Work task
Every line from the one containing "Target: red button-up shirt" to the last line of the listing below should be given again exactly.

###

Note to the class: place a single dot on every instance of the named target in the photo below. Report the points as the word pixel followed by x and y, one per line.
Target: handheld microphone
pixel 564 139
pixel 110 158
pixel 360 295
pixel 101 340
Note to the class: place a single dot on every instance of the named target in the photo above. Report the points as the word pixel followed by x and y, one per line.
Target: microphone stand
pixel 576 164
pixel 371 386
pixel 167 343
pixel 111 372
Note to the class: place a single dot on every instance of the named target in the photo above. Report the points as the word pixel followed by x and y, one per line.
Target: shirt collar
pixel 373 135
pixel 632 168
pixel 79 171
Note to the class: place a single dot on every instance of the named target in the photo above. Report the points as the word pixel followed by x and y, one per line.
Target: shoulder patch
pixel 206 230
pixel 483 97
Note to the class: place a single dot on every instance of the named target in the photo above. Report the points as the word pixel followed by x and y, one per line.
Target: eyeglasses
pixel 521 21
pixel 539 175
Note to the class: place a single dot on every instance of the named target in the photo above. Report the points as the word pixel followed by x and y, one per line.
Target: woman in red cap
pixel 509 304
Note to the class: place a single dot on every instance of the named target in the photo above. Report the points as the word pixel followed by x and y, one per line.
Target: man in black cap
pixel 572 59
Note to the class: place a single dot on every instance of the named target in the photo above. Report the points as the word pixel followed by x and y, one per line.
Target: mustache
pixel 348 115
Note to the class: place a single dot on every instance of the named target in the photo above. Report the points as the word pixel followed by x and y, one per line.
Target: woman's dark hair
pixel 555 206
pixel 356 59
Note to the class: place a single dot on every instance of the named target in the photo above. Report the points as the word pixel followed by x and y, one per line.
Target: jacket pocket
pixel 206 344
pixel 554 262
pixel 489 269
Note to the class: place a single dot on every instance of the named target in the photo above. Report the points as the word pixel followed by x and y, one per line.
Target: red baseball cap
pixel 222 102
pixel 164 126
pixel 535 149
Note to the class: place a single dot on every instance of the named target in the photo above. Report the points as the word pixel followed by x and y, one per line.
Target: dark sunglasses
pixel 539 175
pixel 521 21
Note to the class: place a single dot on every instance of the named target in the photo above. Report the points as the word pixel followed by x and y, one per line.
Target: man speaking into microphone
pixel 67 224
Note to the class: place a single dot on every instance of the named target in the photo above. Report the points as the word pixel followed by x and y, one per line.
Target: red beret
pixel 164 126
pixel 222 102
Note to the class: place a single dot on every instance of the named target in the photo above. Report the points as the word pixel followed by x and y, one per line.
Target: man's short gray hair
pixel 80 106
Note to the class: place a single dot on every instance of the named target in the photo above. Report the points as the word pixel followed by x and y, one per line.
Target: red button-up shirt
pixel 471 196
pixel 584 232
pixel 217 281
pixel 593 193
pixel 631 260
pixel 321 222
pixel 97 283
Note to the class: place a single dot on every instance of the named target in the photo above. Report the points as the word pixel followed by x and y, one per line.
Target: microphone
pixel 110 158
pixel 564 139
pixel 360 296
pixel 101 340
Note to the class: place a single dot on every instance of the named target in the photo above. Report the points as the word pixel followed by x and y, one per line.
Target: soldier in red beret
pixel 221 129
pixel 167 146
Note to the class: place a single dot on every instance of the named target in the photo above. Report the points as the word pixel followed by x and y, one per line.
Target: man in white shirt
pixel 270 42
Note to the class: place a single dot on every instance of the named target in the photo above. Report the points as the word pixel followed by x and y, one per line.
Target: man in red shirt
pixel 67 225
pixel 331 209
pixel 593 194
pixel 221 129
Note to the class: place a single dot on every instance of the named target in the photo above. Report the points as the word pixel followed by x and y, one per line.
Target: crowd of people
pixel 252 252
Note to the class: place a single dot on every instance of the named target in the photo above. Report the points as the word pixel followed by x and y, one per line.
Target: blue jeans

###

Task answer
Target: red button-up shirt
pixel 471 196
pixel 584 232
pixel 217 281
pixel 593 193
pixel 631 260
pixel 321 222
pixel 97 283
Note to the class: place a single dot on every instance of the named target in the photo above. Report the points as the word pixel followed by x and y, one per line.
Target: microphone
pixel 110 158
pixel 564 139
pixel 360 296
pixel 101 340
Note to the class: place a single dot on every instance of the named target in the photo above. Report the points as the word pixel followed by x and y, one per line.
Target: soldier in red beret
pixel 221 129
pixel 167 146
Note to the class: place a single dot on every instance of the named target in the photo above. Report the points as the word pixel followed by x and y, one per line.
Target: man in white shirt
pixel 270 42
Note to the class: place a single dot on every instance of the named target in the photo above. Report the points as the word pixel followed by x and y, one per line.
Target: man in red shirt
pixel 67 225
pixel 331 209
pixel 593 194
pixel 221 129
Note to the class: place a single dot on every instance of the named target in the photo above. Report the points as the word pixel followed by x and y, one per line.
Target: crowd of people
pixel 252 252
Note to the class: place a single dot on every instance of the named target in the photo above. Report the points as the word pixel followed by x and y, one per line.
Target: blue jeans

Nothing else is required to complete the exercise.